• [Work required] In the review of Queen of the Night Communion below, who provided the music direction and arrangements?

• [Supplied text]
Luminato Festival & Tapestry Opera/Queen of the Night Communion, created and directed by Michael Hidetoshi Mori, music direction and arrangements by Kathleen Allan, with Dr. Jonathan Oldengarm, organ, and Hyejin Kwon, piano, Metropolitan United Church, June 6 & 7.
In the YouTube teasers that creator Michael Hidetoshi Mori made to pique interest in this innovative opera concert, he dropped tantalizing hints that the performance would be about secret societies and ritual ceremonies, and even more intriguing, personal grievances and rebellion.
This was, after all, the Queen of the Night Communion, so it made sense that it was this particular operatic lady who was assembling this clandestine gathering because no one else could possibly have a greater axe to grind then she did.
As Mori told us in both these teasers and the press material, this was opera that was going to be elemental, raw, urgent and transformative. For this communion, the queen was going to gather together the mad, the misunderstood and the magnificent.
Subversive Singing Souls
I’m calling these communion attendees damaged yet angry and even subversive souls. They included matched pairings: two Mezzo Sopranos, Krisztina Szabo and Alex Hetherington (with Szabo in charge of the lot), two Sopranos, Kathleen Allan and McKenzie Warriner, two Tenors, Mishael Eusebio and Ryan Downey, and two baritones, Alexander Hajek and Justin Welsh.

• [Record excerpts]

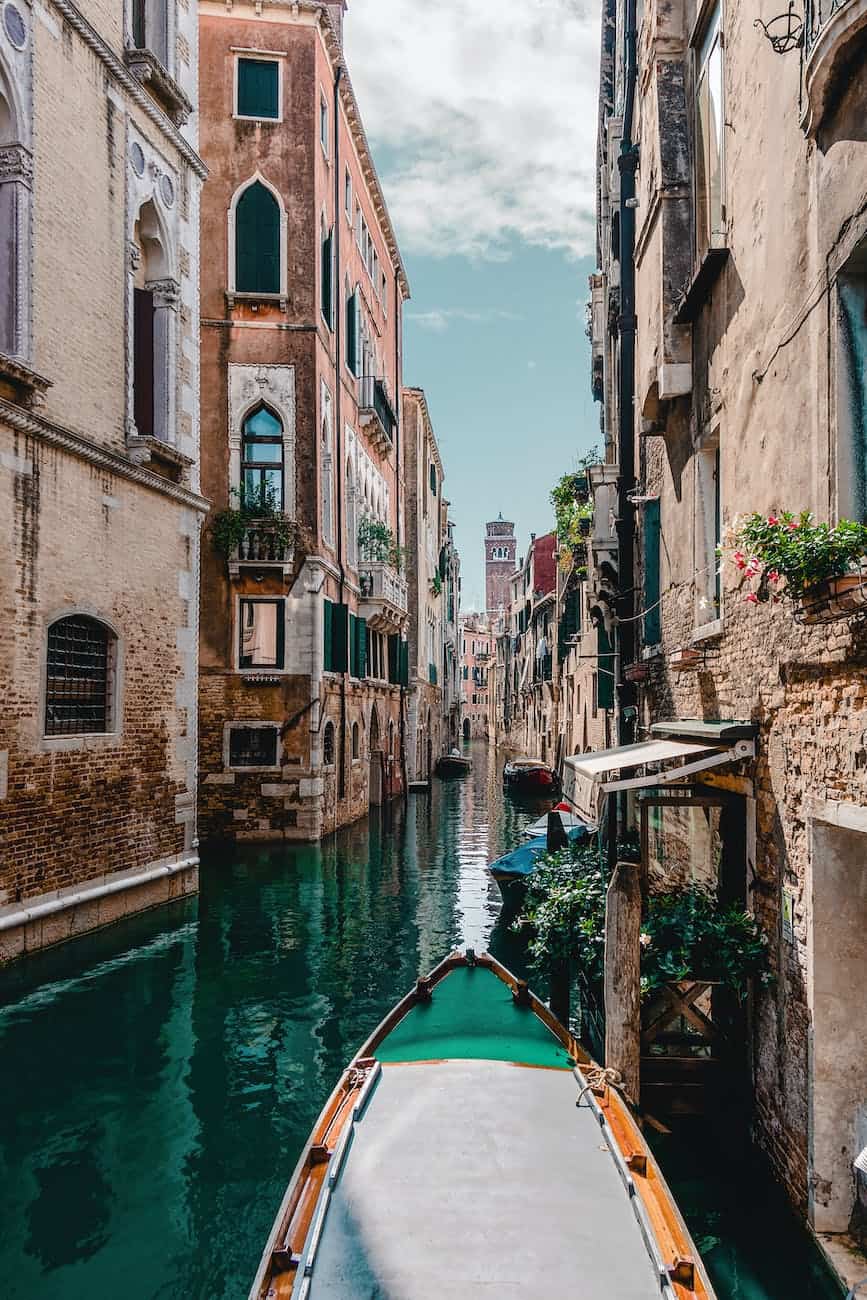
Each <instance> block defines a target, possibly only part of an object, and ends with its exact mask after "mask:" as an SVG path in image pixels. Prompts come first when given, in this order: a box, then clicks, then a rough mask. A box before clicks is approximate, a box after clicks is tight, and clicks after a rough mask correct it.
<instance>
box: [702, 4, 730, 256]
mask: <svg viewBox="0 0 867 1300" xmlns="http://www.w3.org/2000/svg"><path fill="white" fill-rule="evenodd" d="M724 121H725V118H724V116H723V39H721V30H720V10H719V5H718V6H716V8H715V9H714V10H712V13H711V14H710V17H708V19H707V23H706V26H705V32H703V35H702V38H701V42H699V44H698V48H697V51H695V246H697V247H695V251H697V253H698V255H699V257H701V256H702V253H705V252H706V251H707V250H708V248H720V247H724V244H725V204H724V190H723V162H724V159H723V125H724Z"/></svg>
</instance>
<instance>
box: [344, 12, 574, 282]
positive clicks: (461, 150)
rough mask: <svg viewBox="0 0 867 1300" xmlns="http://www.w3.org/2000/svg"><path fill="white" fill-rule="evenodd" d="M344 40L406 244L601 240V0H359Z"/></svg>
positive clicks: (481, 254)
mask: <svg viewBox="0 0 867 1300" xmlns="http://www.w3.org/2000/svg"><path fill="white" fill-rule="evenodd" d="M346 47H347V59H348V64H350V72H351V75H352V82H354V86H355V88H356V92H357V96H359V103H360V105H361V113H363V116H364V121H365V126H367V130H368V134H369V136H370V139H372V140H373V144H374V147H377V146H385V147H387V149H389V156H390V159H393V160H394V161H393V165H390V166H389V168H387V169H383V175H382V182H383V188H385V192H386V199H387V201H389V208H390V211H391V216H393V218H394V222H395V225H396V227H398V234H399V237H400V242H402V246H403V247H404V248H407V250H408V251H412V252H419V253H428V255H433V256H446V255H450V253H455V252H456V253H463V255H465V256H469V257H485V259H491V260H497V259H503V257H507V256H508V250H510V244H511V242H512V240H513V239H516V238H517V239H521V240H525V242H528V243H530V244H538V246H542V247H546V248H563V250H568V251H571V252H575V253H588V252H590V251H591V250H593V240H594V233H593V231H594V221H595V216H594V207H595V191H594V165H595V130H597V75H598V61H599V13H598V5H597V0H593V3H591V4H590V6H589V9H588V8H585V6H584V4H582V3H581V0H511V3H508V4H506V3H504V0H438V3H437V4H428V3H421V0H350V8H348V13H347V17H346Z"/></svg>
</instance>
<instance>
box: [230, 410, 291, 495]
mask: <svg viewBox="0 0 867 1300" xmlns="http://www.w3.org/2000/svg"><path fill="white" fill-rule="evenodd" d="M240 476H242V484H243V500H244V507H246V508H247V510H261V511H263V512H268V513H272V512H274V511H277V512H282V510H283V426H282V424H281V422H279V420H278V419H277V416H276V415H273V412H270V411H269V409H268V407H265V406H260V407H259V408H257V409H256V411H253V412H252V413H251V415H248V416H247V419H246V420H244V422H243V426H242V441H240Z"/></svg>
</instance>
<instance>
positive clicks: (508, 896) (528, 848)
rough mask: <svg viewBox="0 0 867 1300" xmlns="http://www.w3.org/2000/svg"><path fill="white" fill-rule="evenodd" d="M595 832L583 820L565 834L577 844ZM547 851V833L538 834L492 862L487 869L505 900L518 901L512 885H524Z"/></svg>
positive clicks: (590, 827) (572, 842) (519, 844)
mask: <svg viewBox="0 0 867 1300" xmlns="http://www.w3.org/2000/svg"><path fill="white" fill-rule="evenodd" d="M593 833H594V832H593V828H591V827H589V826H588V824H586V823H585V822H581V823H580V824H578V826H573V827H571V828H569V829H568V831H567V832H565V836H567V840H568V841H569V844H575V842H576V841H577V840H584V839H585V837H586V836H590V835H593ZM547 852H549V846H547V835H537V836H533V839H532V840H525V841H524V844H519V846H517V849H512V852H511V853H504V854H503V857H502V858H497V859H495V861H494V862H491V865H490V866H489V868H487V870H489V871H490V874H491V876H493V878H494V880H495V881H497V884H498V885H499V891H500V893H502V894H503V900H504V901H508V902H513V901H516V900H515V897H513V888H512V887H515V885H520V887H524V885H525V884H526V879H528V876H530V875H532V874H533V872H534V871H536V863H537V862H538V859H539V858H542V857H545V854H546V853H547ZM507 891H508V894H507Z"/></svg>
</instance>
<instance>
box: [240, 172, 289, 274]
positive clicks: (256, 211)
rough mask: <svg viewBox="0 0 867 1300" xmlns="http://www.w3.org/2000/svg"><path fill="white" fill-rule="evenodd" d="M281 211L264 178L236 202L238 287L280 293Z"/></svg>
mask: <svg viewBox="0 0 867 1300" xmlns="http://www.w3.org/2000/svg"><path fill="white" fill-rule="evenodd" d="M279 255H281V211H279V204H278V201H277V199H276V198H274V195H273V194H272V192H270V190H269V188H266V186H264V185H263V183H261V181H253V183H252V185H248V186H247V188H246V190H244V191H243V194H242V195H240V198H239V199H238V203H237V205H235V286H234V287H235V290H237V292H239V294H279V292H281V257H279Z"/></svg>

==

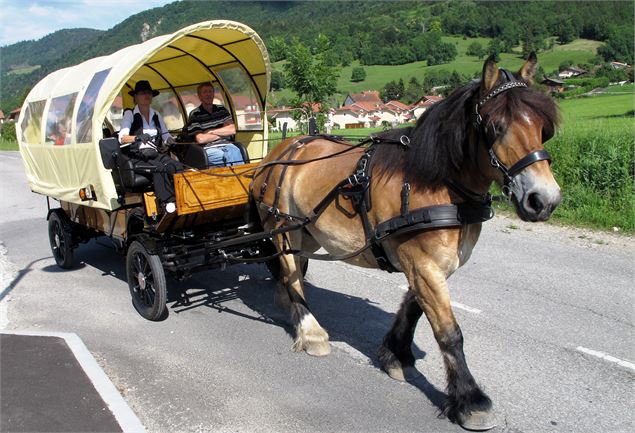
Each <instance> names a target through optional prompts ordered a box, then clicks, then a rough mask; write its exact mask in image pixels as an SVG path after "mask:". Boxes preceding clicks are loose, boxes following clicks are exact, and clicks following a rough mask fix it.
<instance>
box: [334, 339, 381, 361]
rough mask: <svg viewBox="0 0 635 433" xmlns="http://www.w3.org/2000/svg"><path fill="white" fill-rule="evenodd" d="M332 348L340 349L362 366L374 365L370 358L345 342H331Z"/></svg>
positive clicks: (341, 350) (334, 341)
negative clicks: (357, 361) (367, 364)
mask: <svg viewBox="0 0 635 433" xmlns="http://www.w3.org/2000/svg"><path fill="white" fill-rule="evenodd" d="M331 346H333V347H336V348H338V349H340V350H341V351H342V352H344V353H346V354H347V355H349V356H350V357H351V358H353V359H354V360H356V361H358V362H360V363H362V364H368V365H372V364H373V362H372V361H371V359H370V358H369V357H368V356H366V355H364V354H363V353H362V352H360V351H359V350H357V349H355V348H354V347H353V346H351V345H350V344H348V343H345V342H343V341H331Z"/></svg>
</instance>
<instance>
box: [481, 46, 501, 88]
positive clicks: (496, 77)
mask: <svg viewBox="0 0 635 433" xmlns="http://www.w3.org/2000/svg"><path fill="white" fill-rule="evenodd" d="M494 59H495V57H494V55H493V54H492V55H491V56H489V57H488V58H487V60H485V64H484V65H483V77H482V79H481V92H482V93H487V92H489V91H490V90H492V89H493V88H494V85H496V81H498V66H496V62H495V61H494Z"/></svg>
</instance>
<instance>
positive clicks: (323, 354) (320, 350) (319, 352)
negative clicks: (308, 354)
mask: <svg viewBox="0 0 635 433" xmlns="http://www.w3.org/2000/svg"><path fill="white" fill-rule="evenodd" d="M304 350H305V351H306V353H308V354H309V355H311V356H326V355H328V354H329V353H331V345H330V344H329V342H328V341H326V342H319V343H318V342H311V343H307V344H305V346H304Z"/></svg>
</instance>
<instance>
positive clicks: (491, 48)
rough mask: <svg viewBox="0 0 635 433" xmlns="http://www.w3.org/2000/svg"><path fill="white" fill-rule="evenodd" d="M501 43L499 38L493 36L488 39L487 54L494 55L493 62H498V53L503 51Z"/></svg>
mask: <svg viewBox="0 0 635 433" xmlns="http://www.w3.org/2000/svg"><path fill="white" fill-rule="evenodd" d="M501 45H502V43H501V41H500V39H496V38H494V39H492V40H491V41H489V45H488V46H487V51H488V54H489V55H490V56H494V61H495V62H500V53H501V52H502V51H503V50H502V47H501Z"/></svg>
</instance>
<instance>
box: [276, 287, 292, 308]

• [Answer section] Kathleen Allan